>> Start Raw data

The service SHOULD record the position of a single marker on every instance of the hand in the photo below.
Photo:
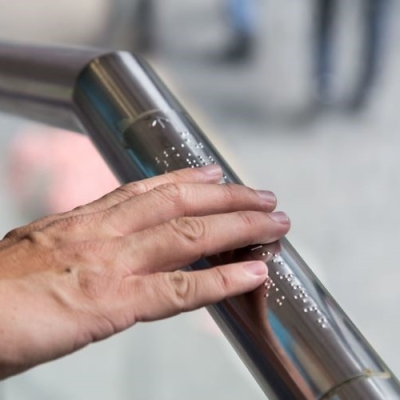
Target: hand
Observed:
(72, 279)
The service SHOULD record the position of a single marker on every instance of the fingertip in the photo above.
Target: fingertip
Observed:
(280, 217)
(213, 171)
(256, 269)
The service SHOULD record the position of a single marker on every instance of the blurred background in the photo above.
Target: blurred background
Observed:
(300, 97)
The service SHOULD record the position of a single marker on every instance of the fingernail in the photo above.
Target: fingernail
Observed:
(267, 196)
(257, 268)
(280, 217)
(212, 170)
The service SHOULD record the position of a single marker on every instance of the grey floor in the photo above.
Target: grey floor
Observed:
(337, 176)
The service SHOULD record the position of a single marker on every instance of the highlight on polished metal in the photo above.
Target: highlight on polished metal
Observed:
(292, 335)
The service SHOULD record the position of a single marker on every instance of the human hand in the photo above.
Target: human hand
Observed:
(72, 279)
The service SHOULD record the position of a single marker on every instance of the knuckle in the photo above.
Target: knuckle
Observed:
(170, 192)
(181, 289)
(248, 218)
(72, 222)
(190, 229)
(130, 190)
(16, 233)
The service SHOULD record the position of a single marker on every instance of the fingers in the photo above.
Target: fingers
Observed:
(167, 294)
(209, 174)
(182, 241)
(173, 200)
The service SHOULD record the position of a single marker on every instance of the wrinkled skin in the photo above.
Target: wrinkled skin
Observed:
(75, 278)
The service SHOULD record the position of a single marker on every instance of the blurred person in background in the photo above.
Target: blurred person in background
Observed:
(144, 26)
(373, 30)
(242, 19)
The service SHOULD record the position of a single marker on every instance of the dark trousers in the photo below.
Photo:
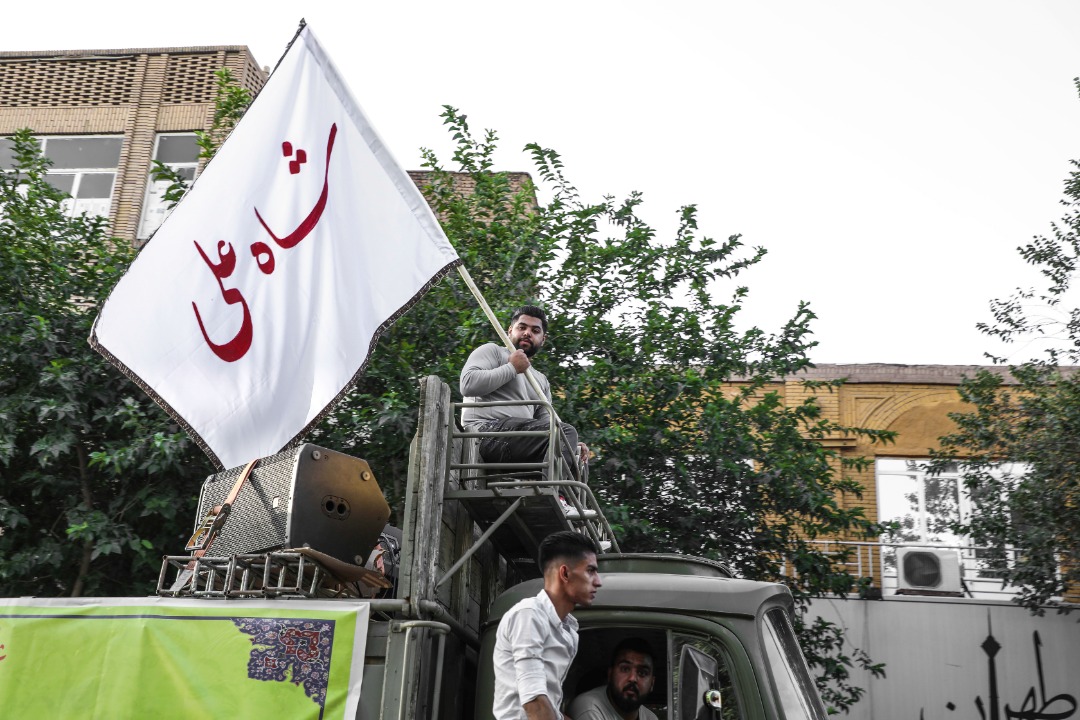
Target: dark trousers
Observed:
(509, 448)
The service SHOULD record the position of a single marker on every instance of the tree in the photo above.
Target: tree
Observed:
(1033, 511)
(697, 450)
(96, 484)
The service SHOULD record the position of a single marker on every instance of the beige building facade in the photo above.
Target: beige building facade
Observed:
(104, 116)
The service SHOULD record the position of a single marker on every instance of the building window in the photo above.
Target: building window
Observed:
(180, 152)
(921, 506)
(83, 167)
(922, 510)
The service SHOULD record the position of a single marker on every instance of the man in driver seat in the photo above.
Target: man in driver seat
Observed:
(630, 682)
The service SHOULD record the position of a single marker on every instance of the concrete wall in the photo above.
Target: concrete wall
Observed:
(959, 660)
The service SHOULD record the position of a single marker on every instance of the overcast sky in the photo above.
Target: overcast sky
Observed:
(890, 155)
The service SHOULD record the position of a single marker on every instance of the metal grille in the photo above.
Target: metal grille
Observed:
(259, 516)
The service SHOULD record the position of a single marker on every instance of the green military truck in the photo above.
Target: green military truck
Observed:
(724, 647)
(292, 634)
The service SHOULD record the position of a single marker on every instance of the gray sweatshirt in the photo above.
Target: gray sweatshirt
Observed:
(488, 377)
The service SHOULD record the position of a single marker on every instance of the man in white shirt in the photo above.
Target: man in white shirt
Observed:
(630, 682)
(538, 637)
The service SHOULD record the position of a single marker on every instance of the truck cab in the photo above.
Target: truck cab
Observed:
(723, 648)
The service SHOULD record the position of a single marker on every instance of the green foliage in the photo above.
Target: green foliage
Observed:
(95, 485)
(1036, 510)
(642, 356)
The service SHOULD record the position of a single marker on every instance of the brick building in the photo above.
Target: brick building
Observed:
(914, 402)
(103, 116)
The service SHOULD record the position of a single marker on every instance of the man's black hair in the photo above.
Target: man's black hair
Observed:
(633, 644)
(531, 311)
(565, 545)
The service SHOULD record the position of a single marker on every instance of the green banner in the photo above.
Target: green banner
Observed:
(156, 657)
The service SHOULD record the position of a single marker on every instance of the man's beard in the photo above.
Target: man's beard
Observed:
(530, 351)
(625, 703)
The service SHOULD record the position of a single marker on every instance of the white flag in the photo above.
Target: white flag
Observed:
(260, 298)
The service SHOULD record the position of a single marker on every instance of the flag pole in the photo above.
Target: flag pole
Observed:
(502, 334)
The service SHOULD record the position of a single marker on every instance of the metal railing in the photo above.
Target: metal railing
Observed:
(580, 505)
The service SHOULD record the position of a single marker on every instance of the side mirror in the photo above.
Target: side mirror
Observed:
(699, 698)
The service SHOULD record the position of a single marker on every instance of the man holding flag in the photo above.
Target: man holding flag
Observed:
(495, 374)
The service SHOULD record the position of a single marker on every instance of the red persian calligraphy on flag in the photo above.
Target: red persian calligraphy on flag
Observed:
(258, 301)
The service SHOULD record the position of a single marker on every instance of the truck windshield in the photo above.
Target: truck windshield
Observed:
(795, 691)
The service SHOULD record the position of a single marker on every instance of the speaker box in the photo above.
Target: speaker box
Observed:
(306, 496)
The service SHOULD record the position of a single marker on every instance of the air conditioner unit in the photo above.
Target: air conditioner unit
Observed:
(928, 571)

>> End Raw data

Will you set down the records word for word while leaving out every picture?

The service SHOULD record the position of a single marker on every instance of the hand in the photo below.
Photo:
Target: hand
Observed:
(72, 279)
The service SHOULD record the position of a single marker on every instance of the fingertip in the photo above.
Target: fingertip
Observed:
(280, 217)
(213, 171)
(256, 269)
The service SHOULD record the position of a single marker on every instance of the blurred background in the photo above.
Target: blurred background
Observed:
(300, 97)
The service SHOULD record the position of a single marker on every instance of the fingernail in the photo above.
Target: fingernail
Observed:
(267, 196)
(257, 268)
(280, 217)
(212, 170)
The service SHOULD record the position of a single marker on every instance of the grey floor in the photo above.
Target: grey floor
Observed:
(337, 176)
The service SHOULD record the position of a single marker on every instance of the highlight on polished metal in the photo above.
Target: highlight on polished metal
Observed:
(292, 335)
The service SHOULD record the position of a single marker on every instance of the human hand in the photo above.
Target: human hand
Observed:
(72, 279)
The service SHOULD record the position of a single marker on every instance of the knuckle in the photo above.
Target: knuckle
Observed:
(170, 192)
(181, 289)
(248, 218)
(72, 222)
(190, 229)
(130, 190)
(16, 233)
The service SHOULD record the position of a single marker on every instance of the fingers in the photo above.
Target: fingers
Observed:
(167, 294)
(209, 174)
(182, 241)
(173, 200)
The service SHOULD record the position of a single marker on every instance of the wrinkled skin in the photo above.
Target: wrinkled skin
Observed:
(75, 278)
The service SHOULD record the position of a single marker on every instance of the blurred person in background in the photo above.
Target: blurred person in background
Observed:
(144, 26)
(373, 30)
(242, 19)
The service SHOULD record the position of a single marker on every instance of the dark trousers in the photo below.
Photo:
Target: dark trousers
Observed:
(509, 448)
The service SHOULD record the position of a single marker on every instance of the tree in the photo above.
Target: tree
Observed:
(1033, 511)
(697, 450)
(96, 484)
The service SHOULD record the position of a single marker on every instance of the beige building facade in the photo above.
Target: beige building facade
Observed:
(104, 116)
The service SHOULD record the position of a single marker on every instance of the building window in the photo above.
Target: building window
Observed:
(180, 152)
(921, 506)
(83, 167)
(922, 510)
The service SHOULD record the position of a single marker on every instance of the man in driver seat in the photo above.
Target: man in driver seat
Observed:
(630, 682)
The service SHOULD record the position of a single marker on every instance of the concrete wall in the photo above.
Target: concrete wall
Observed:
(959, 660)
The service SHOULD record the position of a single marker on every instance of the overcast sky in the photo above.
Target: overcast sky
Observed:
(890, 155)
The service SHOULD record the position of a single marker on every instance of the metal grille in the photo above.
Target: metal grille
Observed:
(259, 516)
The service SHOULD record the position of a single marker on every instance of the green military truck in the photo above.
Target: green military truck
Observed:
(724, 647)
(292, 634)
The service SHOULD record the position of a single marker on every instance of the gray sweatshirt in the photo above.
Target: gray sweatshirt
Observed:
(488, 377)
The service SHOULD record the position of a single marker on every instance of the man in white shirt in the photo above.
Target: man in white shirt
Observed:
(630, 682)
(538, 637)
The service SHOULD record the position of a single marker on every instance of the truck cab in the photo above.
Target: truck cab
Observed:
(723, 648)
The service SHOULD record the position of a single marker on every instance of the green foliage in the photo above.
Target: green foliage
Observed:
(95, 485)
(1036, 510)
(642, 356)
The service SHOULD record the position of a single marker on every instance of the brick building in the photo above.
Target: brick building
Observed:
(914, 402)
(103, 116)
The service SHOULD record the position of a single marker on every instance of the man's black hair in the photo above.
Target: man's black hair
Observed:
(633, 644)
(531, 311)
(565, 545)
The service SHOULD record the position of a single marker on every instance of the green banner in the photo above.
Target: green banner
Observed:
(156, 657)
The service SHOULD record the position of a single marker on every instance of the man's beard in the photo above.
Target: man's beard
Observed:
(530, 351)
(625, 703)
The service SHOULD record the position of a single marker on every instance of the white flag in the photo above.
Target: white flag
Observed:
(260, 298)
The service SHOULD record the position of a single marker on every instance of the flag pole in the photo above.
Target: flag pole
Observed:
(502, 334)
The service SHOULD record the position of a single marker on every instance of the metal railing in the photo above.
Target: metal railing
Observed:
(580, 505)
The service SHOULD record the position of a single marker on every instance of the side mirror in the photo above.
Target: side mirror
Observed:
(699, 698)
The service SHOULD record the position of a single marker on every instance of the man holding flag in the photo above.
Target: man holding flag
Observed:
(495, 374)
The service SHOULD record the position of a single marker on every instance of the red persian calligraphy on flag in the photo above.
Target: red persian calligraphy on flag
Observed:
(258, 301)
The service SHOULD record the position of a single marker on every instance of the truck windshield in the photo above.
Target: truck windshield
Observed:
(795, 691)
The service SHOULD record the position of a single marker on every instance of the speaker box in the photo above.
Target: speaker box
Observed:
(306, 496)
The service SHOULD record the position of a single marker on every instance of the air conditioner unit in the photo above.
Target: air conditioner unit
Observed:
(928, 571)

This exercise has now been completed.